== Problems to solve ==
A: In the passage about Anthony Swofford, copy the words from "The memoir includes" up to and including "seems to undertake.".
B: Shorten the paragraph in the passage about Anthony Swofford that begins "After receiving encouragement", keeping its main facts.

The memoir includes flashbacks, which take place in Davis and the surrounding region—including his time as a UC Davis student when he worked the night shift at a nearby warehouse. Those flashbacks are interspersed with scenes of father and son racing down the Interstate in a Winnebago, confronting one another about their family’s past and present. In the book, Swofford’s father repeatedly tells him to “get the venom out” –a task the memoir itself seems to undertake.
The makings of a writer
“Yes, I’m sorry the men are dead, for many reasons I am sorry, and chief among my reasons is that the men who go to war and live are spared for the single purpose of spreading bad news when they return, the bad news about the way war is fought and why, and by whom for whom, and the more men who survive the war, the higher the number of men who might speak.”
—Anthony Swofford '99, Jarhead
After receiving encouragement and close mentorship from UC Davis professor Jack Hicks as well as others in the UC Davis English department, Swofford went on to the Iowa Writers’ Workshop, the highest-regarded creative writing Master of Fine Arts program in the country. He credited the academic rigor of UC Davis, including both the study of theory and creative works, for preparing him for graduate school.

== Data provided ==
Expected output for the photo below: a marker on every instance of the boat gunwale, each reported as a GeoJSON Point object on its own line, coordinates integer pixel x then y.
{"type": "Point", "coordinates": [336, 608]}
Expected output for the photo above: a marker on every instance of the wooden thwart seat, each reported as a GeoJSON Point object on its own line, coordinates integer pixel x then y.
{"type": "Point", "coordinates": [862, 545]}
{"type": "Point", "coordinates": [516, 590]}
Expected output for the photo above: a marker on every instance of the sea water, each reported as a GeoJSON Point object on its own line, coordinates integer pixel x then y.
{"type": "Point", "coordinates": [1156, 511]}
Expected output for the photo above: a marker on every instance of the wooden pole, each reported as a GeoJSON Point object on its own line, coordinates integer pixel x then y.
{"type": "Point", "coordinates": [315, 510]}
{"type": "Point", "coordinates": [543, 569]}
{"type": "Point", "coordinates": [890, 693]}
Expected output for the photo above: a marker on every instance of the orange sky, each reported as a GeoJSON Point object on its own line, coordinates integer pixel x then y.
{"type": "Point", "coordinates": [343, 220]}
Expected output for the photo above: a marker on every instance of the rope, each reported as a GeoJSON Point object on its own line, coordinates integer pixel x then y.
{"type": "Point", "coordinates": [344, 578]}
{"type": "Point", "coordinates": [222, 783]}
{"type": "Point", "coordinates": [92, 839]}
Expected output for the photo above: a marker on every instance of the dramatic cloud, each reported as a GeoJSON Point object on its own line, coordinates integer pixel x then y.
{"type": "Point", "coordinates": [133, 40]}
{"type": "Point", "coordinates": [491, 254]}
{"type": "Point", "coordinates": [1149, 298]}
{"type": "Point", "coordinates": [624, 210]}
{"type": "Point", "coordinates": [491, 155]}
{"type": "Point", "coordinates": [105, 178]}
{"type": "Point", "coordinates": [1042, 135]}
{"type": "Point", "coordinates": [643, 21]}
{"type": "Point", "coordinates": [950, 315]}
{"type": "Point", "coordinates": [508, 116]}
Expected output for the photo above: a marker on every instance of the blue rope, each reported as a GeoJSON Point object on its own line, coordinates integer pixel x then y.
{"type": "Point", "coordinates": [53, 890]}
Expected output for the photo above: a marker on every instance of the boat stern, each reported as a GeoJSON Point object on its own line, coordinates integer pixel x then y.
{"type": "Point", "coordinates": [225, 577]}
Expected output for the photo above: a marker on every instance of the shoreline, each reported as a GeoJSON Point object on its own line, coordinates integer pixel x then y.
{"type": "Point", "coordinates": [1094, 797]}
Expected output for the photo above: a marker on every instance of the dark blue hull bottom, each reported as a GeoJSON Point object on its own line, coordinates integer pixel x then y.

== Answers given ==
A:
The memoir includes flashbacks, which take place in Davis and the surrounding region—including his time as a UC Davis student when he worked the night shift at a nearby warehouse. Those flashbacks are interspersed with scenes of father and son racing down the Interstate in a Winnebago, confronting one another about their family’s past and present. In the book, Swofford’s father repeatedly tells him to “get the venom out” –a task the memoir itself seems to undertake.

B: Mentored by UC Davis professor Jack Hicks and others in the English department, Swofford went on to the Iowa Writers' Workshop, the country's highest-regarded creative writing MFA program. He credited UC Davis's rigor in both theory and creative works with preparing him for graduate school.